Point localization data
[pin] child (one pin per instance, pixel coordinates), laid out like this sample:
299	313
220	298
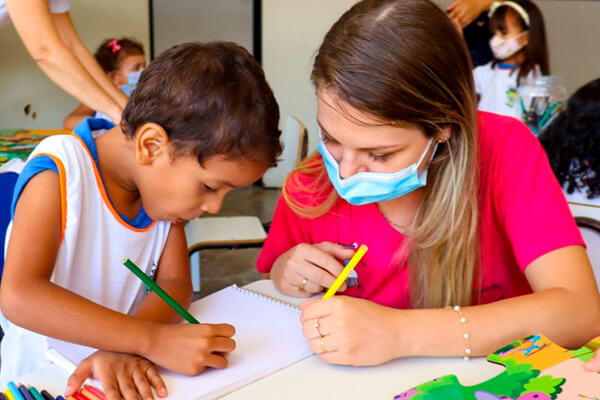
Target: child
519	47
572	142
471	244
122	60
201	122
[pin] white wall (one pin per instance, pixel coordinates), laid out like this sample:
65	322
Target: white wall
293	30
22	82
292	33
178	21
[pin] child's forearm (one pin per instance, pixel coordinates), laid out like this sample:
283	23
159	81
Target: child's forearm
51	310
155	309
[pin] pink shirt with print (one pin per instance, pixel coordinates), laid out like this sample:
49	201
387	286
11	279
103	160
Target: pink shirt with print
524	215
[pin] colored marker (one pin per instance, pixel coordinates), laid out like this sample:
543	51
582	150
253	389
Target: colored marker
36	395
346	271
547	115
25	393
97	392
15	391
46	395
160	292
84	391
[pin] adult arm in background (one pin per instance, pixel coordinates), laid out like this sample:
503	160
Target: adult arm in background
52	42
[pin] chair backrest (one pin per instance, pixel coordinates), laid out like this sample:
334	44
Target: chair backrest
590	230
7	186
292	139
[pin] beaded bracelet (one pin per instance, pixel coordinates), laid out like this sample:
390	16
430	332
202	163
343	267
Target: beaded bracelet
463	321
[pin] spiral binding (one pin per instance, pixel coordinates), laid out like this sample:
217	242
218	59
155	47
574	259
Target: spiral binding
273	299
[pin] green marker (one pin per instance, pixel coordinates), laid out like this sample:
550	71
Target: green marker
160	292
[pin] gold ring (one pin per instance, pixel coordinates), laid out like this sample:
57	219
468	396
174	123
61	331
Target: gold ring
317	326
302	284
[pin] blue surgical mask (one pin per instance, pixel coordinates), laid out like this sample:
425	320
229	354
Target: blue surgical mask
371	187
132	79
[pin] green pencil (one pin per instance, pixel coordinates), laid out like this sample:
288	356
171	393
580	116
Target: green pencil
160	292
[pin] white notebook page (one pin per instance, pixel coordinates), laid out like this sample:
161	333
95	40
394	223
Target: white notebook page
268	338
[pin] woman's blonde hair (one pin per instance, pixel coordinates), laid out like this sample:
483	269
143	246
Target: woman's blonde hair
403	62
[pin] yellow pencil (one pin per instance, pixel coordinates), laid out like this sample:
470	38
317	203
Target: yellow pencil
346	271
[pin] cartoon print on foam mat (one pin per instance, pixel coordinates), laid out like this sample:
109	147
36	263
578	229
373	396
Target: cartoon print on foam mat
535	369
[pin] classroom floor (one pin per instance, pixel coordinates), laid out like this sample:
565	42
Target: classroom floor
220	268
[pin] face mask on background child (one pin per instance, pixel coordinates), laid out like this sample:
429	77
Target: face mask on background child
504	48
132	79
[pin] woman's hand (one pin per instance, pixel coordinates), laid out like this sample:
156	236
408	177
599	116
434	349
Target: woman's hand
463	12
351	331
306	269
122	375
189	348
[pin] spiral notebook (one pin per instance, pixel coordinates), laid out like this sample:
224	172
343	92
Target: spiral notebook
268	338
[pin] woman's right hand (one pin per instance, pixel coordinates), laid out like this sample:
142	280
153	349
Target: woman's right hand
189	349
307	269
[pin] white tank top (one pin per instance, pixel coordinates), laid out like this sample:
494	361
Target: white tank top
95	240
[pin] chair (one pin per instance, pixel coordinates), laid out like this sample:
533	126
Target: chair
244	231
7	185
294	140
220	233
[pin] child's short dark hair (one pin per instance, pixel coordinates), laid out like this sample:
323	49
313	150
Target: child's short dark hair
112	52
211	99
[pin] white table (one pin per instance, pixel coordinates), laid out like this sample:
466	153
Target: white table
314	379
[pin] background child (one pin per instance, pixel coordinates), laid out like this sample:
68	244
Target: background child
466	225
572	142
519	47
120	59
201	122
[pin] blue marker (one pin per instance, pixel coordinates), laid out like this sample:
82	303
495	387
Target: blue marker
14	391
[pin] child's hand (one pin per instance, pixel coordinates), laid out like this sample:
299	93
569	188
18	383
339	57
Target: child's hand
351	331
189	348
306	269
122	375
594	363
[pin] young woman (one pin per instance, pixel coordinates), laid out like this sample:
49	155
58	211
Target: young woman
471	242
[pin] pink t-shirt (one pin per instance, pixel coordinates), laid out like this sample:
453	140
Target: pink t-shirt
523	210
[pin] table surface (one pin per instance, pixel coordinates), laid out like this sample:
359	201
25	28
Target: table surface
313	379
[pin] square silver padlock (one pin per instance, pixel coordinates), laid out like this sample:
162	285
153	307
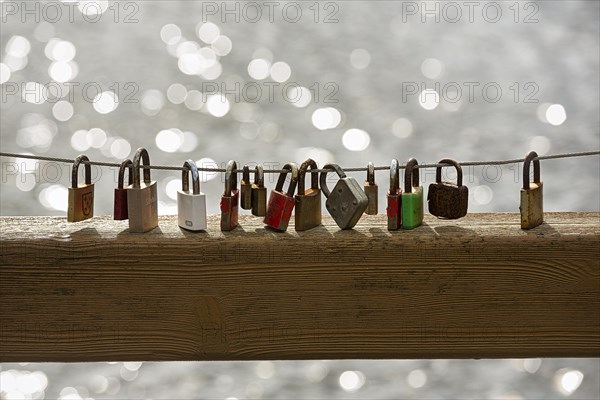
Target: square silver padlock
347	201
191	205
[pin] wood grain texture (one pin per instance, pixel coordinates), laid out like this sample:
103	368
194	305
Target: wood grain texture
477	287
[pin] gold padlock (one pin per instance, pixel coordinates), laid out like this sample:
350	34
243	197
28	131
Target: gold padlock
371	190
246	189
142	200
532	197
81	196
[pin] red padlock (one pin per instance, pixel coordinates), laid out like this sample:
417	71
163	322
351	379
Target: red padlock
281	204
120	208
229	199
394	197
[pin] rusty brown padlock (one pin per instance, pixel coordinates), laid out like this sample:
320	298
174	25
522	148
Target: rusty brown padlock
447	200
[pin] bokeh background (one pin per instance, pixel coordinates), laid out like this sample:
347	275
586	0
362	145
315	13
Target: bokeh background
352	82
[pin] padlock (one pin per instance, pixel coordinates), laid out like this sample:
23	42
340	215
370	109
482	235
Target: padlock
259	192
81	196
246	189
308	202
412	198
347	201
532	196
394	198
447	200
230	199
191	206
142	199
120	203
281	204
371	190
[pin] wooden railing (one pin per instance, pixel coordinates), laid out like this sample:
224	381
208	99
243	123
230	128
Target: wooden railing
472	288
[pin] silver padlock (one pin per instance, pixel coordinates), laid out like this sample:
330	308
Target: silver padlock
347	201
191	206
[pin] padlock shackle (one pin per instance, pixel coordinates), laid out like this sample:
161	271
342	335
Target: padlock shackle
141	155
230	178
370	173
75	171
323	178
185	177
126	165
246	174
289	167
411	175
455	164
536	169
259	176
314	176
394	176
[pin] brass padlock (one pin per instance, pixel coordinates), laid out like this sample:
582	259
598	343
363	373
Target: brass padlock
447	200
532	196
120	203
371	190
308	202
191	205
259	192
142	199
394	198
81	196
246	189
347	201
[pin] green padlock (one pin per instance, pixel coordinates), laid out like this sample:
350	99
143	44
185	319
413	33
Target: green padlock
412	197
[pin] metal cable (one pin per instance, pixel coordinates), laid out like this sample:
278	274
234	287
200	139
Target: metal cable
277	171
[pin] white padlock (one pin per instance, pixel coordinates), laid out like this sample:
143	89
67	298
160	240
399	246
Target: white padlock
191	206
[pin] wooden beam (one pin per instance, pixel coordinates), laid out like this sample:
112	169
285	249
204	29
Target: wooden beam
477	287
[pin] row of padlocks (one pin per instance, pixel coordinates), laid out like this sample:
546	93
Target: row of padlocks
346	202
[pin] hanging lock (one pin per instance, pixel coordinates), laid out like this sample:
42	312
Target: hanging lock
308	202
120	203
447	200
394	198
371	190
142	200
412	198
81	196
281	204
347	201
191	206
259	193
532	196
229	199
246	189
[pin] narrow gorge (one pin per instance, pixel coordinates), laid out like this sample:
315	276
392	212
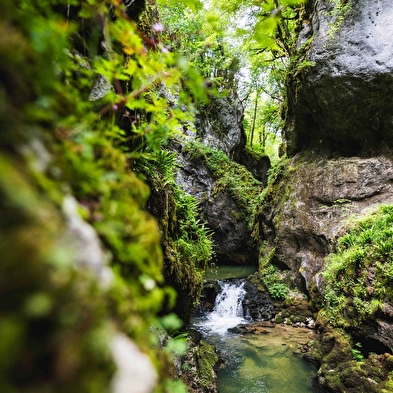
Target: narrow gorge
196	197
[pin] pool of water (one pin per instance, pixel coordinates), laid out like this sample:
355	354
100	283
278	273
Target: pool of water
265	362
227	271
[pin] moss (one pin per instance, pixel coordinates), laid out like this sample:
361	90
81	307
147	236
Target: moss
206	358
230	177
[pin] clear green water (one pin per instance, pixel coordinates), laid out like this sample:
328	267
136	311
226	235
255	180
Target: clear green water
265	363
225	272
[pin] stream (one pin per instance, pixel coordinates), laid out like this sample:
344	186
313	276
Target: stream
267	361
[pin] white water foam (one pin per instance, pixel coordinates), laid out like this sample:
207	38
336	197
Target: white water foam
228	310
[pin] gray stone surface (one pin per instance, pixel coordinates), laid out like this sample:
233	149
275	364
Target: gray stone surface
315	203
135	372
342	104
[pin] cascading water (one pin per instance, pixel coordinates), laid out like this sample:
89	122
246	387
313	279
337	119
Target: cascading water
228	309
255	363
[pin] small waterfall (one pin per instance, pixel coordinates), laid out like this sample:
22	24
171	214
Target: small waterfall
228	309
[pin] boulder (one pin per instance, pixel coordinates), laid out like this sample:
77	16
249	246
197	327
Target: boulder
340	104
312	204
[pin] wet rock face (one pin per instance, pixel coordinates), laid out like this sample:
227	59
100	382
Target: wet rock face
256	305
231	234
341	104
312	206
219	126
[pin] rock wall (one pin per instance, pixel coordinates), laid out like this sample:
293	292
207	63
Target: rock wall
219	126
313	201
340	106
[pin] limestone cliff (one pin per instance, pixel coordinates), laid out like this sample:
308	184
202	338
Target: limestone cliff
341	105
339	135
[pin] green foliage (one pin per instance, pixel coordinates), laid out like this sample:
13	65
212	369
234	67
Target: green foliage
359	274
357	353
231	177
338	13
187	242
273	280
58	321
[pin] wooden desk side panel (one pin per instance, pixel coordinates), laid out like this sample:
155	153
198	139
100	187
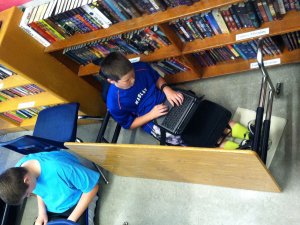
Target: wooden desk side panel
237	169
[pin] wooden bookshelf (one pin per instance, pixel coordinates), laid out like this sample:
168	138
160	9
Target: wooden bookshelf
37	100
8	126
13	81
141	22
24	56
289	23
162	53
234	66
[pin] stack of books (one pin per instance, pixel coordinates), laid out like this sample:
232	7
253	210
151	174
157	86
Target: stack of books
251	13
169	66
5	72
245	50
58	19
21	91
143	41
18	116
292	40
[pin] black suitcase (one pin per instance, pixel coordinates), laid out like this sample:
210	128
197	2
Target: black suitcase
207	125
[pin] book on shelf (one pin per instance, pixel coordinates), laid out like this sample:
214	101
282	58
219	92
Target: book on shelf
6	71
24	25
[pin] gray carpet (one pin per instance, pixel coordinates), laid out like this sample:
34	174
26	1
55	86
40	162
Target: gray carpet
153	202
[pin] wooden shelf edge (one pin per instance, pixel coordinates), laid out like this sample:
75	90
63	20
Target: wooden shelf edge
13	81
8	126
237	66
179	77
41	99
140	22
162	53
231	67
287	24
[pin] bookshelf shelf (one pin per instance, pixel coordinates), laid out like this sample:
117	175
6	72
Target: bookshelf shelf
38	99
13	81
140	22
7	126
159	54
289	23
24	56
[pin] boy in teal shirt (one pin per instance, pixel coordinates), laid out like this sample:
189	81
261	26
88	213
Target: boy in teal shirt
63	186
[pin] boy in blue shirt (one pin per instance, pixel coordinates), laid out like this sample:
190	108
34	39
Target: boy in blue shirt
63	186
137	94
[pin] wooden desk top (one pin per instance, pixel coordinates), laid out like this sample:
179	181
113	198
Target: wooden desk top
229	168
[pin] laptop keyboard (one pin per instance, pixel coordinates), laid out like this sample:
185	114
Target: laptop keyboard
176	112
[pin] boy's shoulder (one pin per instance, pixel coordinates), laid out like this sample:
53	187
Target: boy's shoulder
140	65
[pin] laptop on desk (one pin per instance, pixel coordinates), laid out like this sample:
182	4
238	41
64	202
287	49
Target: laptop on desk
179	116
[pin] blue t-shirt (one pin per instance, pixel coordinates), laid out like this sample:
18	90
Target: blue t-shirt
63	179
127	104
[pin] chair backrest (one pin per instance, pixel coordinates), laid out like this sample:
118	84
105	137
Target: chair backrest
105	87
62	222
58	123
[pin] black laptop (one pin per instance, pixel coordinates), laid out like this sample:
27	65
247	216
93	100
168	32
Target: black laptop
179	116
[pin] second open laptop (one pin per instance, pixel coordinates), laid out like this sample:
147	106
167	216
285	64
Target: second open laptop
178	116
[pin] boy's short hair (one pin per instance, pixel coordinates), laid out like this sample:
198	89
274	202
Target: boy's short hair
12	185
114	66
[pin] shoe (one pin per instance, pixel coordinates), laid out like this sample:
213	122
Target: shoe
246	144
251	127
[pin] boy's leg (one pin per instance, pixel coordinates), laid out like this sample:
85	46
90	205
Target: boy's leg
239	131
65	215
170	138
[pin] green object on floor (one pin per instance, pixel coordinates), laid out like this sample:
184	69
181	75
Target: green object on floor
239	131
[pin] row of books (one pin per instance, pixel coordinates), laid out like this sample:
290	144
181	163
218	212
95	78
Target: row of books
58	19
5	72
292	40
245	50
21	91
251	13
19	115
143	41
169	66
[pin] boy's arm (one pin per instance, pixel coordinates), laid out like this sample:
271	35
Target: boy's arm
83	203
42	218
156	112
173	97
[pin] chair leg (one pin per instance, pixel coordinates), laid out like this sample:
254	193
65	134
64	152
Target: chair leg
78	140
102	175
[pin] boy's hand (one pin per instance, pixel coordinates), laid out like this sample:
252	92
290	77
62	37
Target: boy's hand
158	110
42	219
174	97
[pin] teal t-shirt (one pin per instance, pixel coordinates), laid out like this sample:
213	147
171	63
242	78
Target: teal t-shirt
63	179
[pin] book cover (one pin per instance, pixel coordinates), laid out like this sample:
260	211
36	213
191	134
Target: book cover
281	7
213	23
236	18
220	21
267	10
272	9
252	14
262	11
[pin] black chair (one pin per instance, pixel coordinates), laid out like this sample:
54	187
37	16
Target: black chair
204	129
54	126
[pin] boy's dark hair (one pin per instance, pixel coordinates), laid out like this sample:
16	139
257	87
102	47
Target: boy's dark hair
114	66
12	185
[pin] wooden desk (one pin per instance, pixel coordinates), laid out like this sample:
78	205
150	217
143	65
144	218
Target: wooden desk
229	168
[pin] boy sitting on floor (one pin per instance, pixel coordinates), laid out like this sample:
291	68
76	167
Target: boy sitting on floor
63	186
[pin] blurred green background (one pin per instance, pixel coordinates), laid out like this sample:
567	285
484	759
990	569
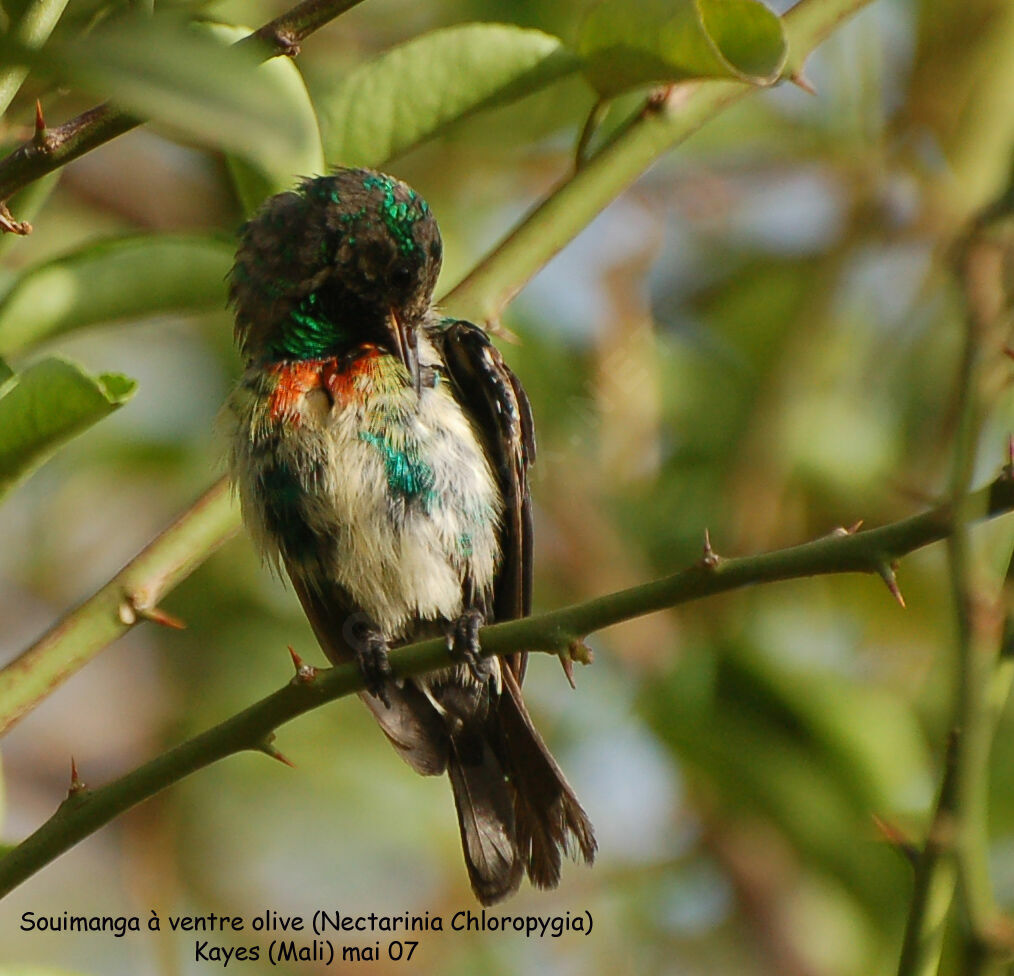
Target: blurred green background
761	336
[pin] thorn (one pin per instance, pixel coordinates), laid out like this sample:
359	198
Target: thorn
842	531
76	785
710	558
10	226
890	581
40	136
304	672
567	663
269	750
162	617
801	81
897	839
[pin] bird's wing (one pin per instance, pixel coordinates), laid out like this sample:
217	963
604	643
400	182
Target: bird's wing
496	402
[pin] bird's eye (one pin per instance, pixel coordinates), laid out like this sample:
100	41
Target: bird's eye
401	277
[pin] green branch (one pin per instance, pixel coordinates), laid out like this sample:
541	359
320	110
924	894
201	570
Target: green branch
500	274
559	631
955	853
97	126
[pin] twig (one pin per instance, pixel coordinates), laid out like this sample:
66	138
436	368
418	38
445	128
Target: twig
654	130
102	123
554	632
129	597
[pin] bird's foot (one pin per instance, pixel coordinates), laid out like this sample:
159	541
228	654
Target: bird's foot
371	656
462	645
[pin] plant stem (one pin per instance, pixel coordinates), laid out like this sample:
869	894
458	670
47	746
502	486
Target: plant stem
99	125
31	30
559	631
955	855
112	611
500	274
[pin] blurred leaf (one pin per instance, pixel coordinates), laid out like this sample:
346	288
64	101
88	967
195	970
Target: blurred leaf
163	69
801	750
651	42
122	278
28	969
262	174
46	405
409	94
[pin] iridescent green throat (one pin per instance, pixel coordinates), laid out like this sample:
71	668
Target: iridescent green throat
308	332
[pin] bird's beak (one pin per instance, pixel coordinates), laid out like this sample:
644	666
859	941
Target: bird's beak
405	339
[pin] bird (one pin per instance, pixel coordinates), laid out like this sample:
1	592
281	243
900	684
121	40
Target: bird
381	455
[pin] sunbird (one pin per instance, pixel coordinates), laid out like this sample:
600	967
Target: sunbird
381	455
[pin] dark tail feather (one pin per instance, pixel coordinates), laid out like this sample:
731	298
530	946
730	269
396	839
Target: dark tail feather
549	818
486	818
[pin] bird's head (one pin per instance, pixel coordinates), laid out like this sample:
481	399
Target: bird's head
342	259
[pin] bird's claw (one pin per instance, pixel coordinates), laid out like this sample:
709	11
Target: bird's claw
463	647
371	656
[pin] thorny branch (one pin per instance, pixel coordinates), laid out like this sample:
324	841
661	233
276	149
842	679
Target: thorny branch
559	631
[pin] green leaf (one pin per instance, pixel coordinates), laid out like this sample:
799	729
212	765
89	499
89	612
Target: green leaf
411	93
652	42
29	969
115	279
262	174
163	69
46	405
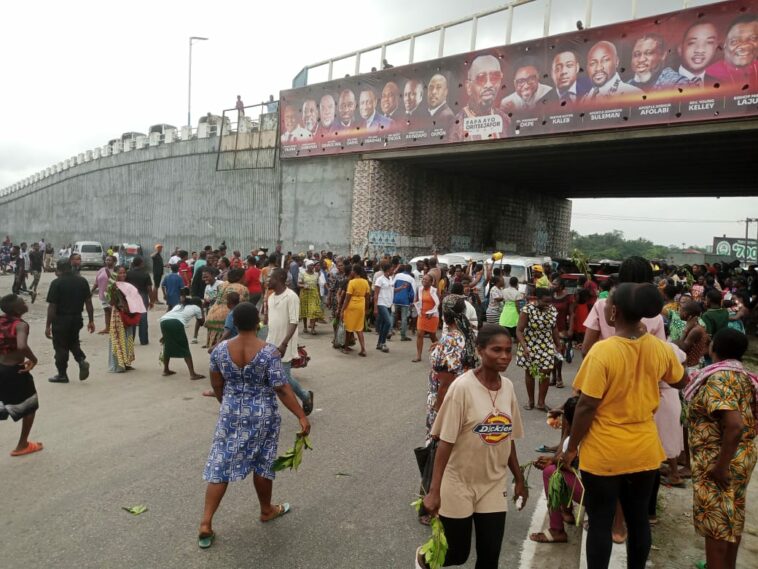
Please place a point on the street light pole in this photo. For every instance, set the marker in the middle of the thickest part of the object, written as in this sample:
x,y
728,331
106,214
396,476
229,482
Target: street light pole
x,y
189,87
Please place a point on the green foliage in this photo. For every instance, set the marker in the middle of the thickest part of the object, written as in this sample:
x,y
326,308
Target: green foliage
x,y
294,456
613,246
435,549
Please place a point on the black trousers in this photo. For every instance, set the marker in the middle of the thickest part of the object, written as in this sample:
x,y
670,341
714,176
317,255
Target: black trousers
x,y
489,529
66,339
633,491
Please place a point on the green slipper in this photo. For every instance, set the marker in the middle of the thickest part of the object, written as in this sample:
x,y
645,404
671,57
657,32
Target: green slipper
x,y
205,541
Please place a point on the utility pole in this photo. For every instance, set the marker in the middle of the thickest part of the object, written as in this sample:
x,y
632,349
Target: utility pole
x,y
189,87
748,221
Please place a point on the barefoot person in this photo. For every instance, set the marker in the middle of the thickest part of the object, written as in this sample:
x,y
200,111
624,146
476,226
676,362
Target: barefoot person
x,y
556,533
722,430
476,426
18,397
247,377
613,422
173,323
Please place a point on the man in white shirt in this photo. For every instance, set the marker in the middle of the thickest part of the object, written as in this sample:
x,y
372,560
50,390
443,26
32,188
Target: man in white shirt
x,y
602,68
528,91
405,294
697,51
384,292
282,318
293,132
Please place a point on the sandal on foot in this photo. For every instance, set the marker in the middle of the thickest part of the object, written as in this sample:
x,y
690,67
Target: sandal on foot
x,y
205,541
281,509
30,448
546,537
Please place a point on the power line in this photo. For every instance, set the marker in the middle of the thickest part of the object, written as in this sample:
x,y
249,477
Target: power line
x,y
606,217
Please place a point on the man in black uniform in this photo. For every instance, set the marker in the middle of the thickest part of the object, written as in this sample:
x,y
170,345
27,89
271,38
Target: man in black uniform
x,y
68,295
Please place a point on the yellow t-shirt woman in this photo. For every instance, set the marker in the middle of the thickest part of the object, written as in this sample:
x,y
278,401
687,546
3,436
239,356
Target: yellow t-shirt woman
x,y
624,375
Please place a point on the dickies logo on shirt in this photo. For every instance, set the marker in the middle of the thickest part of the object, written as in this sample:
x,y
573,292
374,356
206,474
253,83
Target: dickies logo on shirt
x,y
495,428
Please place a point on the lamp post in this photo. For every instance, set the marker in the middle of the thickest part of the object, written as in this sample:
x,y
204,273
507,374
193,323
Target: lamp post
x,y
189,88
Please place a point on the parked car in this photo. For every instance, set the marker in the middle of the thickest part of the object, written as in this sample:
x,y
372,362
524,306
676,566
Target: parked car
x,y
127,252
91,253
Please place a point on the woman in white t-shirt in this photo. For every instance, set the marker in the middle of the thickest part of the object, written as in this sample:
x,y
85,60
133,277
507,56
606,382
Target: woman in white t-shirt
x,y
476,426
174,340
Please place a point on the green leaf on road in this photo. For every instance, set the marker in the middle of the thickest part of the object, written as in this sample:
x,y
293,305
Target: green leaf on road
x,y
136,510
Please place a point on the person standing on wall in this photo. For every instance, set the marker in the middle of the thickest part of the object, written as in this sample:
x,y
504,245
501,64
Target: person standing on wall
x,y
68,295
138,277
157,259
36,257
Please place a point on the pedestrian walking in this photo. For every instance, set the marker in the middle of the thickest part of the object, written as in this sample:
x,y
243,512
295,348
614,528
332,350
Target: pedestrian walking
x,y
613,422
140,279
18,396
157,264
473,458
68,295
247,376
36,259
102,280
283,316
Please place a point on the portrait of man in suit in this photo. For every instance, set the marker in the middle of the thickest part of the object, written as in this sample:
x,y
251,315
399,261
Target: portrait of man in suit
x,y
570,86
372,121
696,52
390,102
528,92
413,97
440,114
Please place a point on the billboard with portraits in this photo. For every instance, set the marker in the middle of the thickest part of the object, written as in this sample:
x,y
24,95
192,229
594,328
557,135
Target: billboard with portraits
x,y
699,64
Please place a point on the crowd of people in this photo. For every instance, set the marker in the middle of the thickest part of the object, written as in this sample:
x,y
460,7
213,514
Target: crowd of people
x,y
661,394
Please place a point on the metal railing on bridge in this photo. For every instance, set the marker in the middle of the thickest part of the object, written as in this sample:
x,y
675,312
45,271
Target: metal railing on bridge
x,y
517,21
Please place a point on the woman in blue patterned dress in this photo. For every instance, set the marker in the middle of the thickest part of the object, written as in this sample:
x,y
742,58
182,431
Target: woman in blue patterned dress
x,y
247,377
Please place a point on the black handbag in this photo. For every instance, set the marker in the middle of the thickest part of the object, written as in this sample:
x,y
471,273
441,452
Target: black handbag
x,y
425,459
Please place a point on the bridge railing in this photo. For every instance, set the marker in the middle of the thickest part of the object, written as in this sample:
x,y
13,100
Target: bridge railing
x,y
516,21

- **The problem**
Only the lines from the one that holds "Target: billboard with portraits" through the end of the records should appear in the answer, each restated exactly.

- **Result of the exercise**
Target: billboard with portraits
x,y
699,64
Please place a point on the crowd of people in this photo. For every instance, set the marker in the middle of the thickest part of the object, written as in this sample:
x,y
460,7
213,514
Target: crowd of people
x,y
661,394
Please place a point on the metal railing on bridge in this photo. For every instance, set the marker in the middle of the thickest part of the object, written as in this sample:
x,y
675,312
45,271
Target: metal railing on bridge
x,y
517,21
Please place a point on the woman in blue patterned dress in this photo. For every instance, set the marker in the middle of the thickest part of the object, written as in this sample:
x,y
742,58
182,431
Target: woman in blue patterned dress
x,y
247,377
Please place a point on the black handbag in this photo. For every instance, set the marker in the middle of the thickest part of the object, written as in this sample:
x,y
471,273
441,452
Target: black handbag
x,y
425,459
Please place a point on the bridge railing in this photo. For every instance, set the marker in the middle of the thickest part of the object, written as in this sample:
x,y
13,100
Target: bridge railing
x,y
516,21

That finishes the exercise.